OK, I won't try to downplay the dirt, it has it's advantages and disadvantages, BUT I think that there needs to be a "why?" behind the decision. "Just to try it" works, but is a weak argument for going away from something that is working for you already.

I'd vote for the sand.

Jeff.


----------



## rexpepper651 (Dec 25, 2012)

yeah i know man only reason i got lol is cuz i havent done it but i think youre on the right track here with the if it works use it idea. im starting to like this idea of using black sand blasting sand. black diamond is a company local to my city and its very cheap but im a lil concerned of what else would be in this sand besides coal slag


----------



## JDM (Dec 9, 2012)

I don't recall that you decided on fish yet, you might want to do that and let it help with your substrate decision... to me the idea of blasting sand sounds like it is abrasive (that's what it is for after all) and if you are going to have any bottom dwellers you might do better with a softer sand.

Jeff.


----------



## rexpepper651 (Dec 25, 2012)

im not going to have any bottom guys/gals


----------



## rexpepper651 (Dec 25, 2012)

i think.


----------



## rexpepper651 (Dec 25, 2012)

this stuff seems legit yo http://www.menards.com/msds/101672_002.pdf


----------



## Bluewind (Oct 24, 2012)

You never gave us your water perimeters hun. Would you mind?

Cichlids are usually not beginner fish IMO unless your water chemistry is naturally suited to their needs. Anytime you have to alter your water chem to suit your fish it's usually either a bad idea or an undertaking suited for expert or at least intermediate aquarium enthusist.

_Exercises to complete_:
1 > In the aquarium substrate thread, why does JDM think a softer sand might be better than blasting sand?
2 > Carry on the aquarium substrate thread from the end of its last post.
The material after this point is separate from the aquarium substrate thread.

_Material provided_:
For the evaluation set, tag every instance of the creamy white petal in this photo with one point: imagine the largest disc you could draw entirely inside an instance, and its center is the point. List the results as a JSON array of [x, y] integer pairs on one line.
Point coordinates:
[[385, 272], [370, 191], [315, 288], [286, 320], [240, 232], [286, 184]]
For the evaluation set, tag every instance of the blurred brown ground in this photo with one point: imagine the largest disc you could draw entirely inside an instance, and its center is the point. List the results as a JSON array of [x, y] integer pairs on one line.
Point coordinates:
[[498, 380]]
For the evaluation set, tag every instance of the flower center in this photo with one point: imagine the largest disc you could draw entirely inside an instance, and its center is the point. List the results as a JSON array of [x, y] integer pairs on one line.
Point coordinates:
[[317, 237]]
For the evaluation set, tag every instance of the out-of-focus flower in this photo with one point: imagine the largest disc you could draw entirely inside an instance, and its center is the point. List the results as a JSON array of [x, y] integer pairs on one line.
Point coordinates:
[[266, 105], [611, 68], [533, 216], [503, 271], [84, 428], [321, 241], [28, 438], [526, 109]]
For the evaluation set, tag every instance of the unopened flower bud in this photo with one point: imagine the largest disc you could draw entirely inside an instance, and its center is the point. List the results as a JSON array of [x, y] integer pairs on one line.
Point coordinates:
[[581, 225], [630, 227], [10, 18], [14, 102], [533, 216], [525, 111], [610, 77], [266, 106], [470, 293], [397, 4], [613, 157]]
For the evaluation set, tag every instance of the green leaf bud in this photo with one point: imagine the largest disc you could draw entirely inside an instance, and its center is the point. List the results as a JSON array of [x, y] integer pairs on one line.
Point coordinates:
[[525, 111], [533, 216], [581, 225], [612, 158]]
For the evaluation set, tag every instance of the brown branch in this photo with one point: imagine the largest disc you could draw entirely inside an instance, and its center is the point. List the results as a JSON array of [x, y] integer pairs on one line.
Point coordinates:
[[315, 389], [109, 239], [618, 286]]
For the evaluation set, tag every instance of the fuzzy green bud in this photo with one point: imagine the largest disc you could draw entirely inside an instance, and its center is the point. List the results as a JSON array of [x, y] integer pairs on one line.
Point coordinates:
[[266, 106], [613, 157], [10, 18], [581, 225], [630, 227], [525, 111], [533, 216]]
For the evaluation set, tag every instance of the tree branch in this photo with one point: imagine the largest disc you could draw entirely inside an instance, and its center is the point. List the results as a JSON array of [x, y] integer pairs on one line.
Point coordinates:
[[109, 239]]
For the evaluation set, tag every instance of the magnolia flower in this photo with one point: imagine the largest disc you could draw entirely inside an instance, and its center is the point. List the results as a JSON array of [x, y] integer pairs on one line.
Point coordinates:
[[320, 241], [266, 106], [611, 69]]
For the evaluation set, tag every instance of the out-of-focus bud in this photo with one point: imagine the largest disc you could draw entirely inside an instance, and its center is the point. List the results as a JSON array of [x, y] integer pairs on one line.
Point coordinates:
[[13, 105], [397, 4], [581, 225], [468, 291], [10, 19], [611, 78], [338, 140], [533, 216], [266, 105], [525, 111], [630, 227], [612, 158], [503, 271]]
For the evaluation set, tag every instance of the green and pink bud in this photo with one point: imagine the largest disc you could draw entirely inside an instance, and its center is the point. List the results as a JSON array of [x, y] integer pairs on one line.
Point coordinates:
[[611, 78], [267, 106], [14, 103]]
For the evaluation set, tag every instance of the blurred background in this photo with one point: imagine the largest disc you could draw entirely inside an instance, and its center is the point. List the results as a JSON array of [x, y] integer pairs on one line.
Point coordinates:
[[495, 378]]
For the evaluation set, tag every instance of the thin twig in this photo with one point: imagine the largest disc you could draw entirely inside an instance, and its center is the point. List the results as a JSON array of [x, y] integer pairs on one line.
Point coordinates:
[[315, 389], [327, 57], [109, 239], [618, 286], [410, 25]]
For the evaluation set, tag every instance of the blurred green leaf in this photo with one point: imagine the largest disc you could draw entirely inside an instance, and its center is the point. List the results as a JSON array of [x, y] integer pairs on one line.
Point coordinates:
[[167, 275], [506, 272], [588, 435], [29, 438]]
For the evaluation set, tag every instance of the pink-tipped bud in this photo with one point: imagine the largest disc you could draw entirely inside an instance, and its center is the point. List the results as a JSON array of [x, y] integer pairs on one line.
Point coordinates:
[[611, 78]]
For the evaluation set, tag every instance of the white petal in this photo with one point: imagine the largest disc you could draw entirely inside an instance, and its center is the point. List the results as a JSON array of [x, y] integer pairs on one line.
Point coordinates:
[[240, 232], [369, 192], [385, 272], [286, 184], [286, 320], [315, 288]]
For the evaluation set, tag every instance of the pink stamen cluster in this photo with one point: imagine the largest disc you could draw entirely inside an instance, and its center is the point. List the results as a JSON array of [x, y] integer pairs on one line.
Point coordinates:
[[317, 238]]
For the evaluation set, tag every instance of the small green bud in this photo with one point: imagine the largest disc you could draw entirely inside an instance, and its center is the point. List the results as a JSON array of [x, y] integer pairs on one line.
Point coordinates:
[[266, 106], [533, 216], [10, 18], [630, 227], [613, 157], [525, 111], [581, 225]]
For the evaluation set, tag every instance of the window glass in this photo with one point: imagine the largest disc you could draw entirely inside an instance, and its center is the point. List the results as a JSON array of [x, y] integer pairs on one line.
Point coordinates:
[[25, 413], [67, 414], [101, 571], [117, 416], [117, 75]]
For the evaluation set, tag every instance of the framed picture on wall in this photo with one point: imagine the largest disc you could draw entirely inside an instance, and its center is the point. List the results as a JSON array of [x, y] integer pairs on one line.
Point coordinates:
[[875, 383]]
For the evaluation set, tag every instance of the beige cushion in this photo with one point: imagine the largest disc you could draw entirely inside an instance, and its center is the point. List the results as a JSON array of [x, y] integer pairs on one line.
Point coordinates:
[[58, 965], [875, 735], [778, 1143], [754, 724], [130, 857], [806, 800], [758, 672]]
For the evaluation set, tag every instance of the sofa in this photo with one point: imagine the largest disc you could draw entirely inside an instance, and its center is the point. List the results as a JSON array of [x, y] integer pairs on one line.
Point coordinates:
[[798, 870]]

_Answers_:
1 > Blasting sand sounds abrasive, so a softer sand would suit any bottom dwellers better.

2 >
Sand is a great substrate. Although gravel may look cleaner, it is actually far from it. Poop, uneaten food, and any other type of matter falls into the cracks between the rocks where bottom feeders cannot get to it. There, it sits and rots becoming a nitrate factory. You could try vacuming with it, but if you have rooted plants, how can you dig into gravel to get the junk out without distubing the roots? Itz's why I have sand. Everythin sits right on top for easy cleaning and if you get multiple colors, the debre wont show up.

So, what type of sand? Right now, you may be thinking of looks, but one day you might want a soft bellied species and can't get it because of your substrate. I mean, who wants the freakin headache of changingout a substrate including stressing out all your fish? Believe me, it's no fun So which sands would I recomend? Here are my experences with a few...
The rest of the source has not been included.